## WHAT IS NEEDED:
Go through the data and report each line that holds the string "covered".
[Opening MATERIAL PROVIDED section]
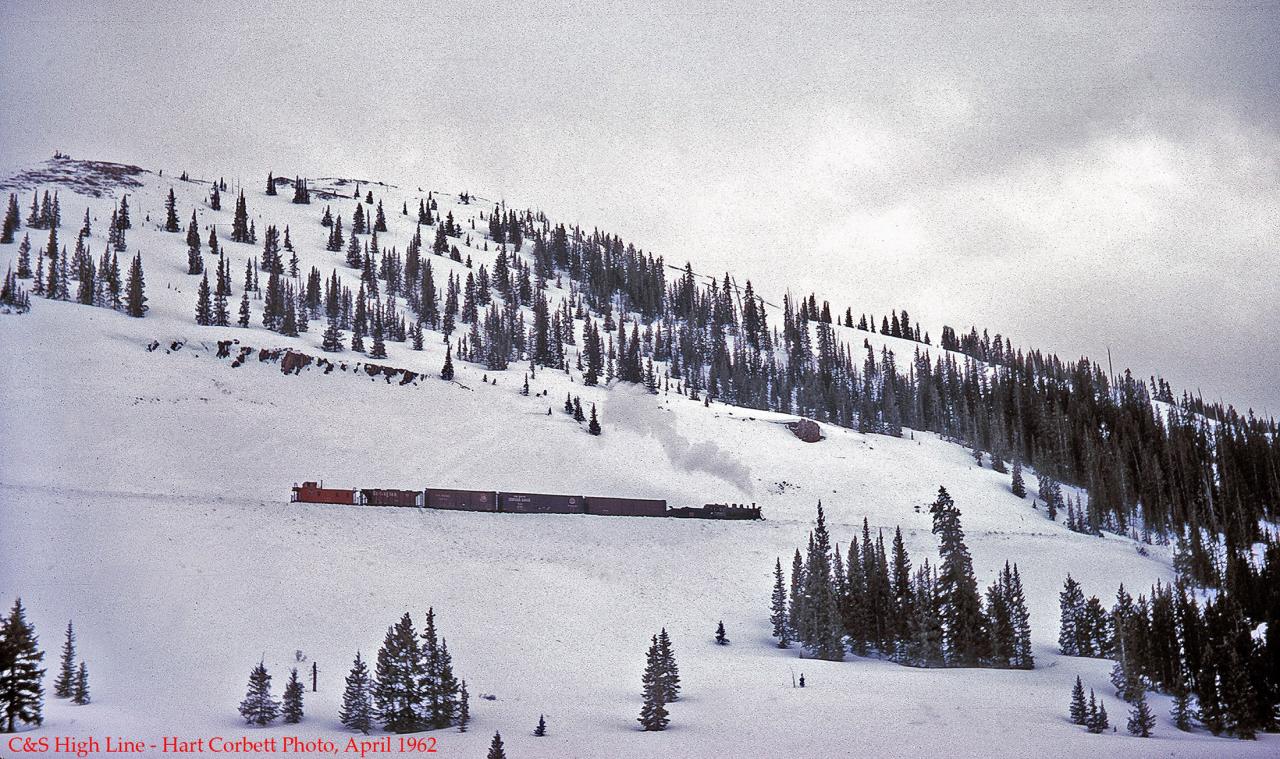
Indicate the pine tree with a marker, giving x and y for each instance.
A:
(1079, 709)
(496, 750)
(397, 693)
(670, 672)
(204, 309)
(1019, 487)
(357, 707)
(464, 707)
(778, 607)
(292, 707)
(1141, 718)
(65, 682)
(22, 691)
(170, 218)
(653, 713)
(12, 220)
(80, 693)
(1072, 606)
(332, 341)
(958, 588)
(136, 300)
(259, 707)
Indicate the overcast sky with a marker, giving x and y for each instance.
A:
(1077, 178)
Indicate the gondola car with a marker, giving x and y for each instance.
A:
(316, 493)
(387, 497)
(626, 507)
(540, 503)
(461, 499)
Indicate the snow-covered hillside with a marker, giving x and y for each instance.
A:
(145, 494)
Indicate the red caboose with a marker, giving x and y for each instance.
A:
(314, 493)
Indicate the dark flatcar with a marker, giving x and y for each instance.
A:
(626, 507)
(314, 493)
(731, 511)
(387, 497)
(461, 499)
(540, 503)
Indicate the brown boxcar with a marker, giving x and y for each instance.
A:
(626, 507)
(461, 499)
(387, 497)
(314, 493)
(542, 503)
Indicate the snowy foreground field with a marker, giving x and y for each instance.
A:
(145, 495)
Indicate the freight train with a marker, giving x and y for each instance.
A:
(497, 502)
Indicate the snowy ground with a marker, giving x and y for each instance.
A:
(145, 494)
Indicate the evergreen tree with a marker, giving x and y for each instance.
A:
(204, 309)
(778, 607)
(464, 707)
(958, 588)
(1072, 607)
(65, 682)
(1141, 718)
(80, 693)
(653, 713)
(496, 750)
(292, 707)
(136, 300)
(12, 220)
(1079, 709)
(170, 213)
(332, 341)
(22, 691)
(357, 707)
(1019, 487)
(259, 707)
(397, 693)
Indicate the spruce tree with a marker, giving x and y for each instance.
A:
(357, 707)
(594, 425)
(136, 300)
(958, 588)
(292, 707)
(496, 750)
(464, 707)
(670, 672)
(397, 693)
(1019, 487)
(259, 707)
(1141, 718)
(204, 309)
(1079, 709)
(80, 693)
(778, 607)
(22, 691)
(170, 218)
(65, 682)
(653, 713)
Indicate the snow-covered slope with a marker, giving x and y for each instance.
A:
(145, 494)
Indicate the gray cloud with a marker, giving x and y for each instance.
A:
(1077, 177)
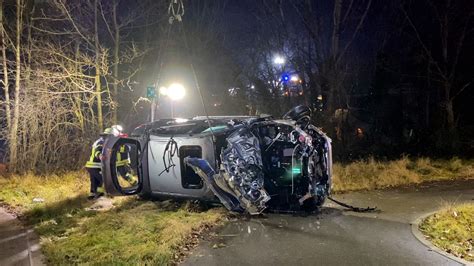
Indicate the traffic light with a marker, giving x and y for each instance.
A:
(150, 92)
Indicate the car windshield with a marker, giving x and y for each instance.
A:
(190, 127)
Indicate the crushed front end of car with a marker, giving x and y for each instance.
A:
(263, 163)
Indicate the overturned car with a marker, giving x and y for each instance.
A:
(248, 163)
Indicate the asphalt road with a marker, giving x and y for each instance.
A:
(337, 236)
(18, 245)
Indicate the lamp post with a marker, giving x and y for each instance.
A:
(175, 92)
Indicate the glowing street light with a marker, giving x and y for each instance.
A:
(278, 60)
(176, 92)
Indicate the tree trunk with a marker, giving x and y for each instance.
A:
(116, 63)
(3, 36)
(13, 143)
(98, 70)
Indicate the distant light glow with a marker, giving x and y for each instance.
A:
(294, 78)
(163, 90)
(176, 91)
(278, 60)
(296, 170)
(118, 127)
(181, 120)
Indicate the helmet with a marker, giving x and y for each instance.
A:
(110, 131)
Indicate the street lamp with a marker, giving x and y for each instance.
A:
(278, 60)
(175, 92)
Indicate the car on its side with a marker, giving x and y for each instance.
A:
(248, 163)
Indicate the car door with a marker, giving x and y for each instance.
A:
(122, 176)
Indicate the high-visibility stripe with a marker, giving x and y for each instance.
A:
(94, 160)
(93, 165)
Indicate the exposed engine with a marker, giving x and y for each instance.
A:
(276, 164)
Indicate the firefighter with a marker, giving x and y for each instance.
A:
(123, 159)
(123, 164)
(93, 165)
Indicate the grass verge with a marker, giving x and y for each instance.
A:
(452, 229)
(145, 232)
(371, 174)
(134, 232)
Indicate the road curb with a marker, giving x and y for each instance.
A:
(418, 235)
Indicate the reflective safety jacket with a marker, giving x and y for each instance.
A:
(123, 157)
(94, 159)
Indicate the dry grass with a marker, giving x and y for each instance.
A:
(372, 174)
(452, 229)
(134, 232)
[Closing MATERIAL PROVIDED section]
[Opening MATERIAL PROVIDED section]
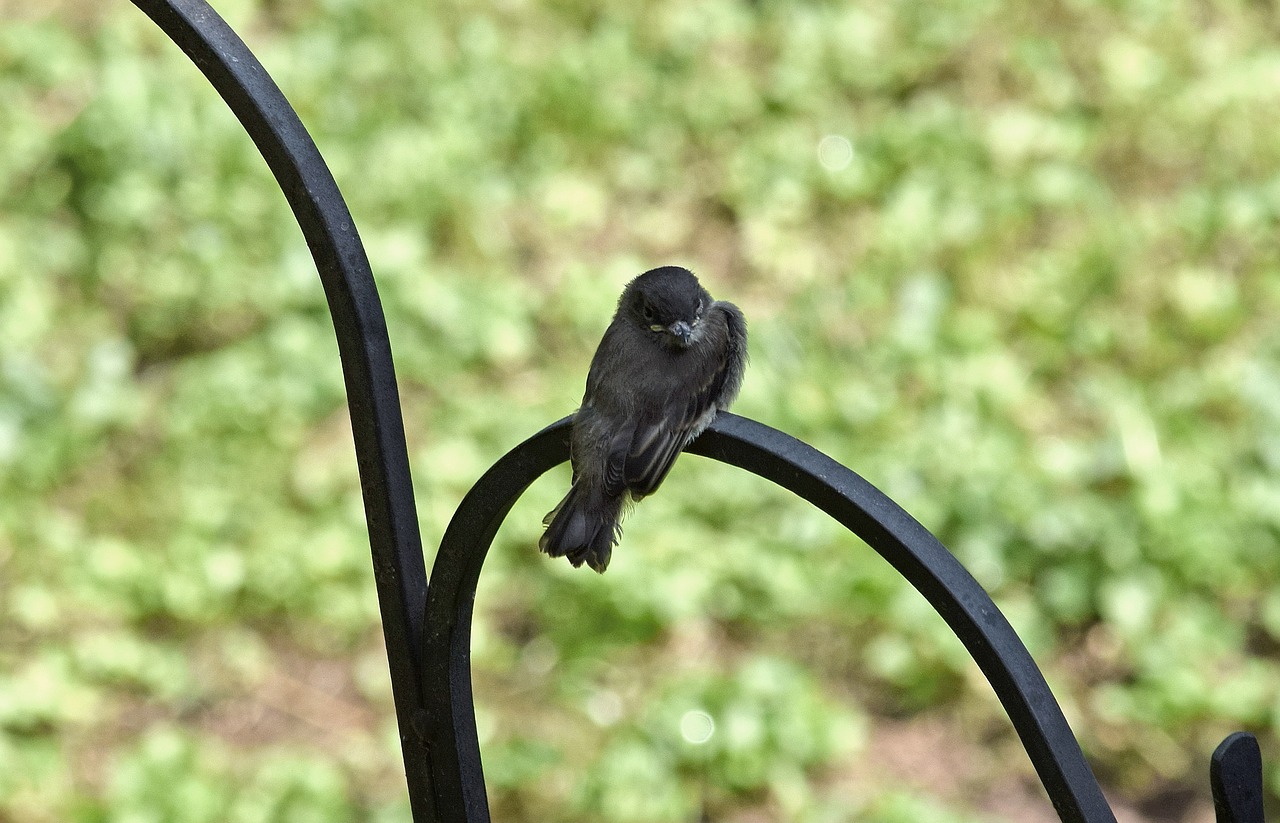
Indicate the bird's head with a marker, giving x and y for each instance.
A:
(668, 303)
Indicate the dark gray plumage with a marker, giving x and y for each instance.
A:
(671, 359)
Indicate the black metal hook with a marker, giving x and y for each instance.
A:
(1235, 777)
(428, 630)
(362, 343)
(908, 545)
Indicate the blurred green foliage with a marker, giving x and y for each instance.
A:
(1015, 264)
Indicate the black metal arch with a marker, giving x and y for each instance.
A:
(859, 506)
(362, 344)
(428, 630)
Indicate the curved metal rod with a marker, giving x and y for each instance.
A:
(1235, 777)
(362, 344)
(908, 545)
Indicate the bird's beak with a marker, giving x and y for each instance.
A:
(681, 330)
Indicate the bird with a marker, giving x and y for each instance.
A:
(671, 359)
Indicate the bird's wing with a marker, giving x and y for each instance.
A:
[Closing MATERIAL PROVIDED section]
[Opening MATERIAL PROVIDED section]
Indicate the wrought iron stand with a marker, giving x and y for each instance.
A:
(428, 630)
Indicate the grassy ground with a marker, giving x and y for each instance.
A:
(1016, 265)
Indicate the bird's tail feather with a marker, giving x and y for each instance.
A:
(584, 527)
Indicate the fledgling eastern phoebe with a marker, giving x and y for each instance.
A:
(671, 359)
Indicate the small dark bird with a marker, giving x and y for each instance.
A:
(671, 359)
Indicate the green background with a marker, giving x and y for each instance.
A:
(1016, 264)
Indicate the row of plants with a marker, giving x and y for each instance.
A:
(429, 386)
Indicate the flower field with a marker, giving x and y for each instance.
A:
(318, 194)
[Closing MATERIAL PROVIDED section]
## ANSWER TO THIS PROBLEM:
Indicate the snow-covered hillside with a marker, giving x and y for each instance.
Indicate the snow-covered slope with a marker, giving x and y for each instance.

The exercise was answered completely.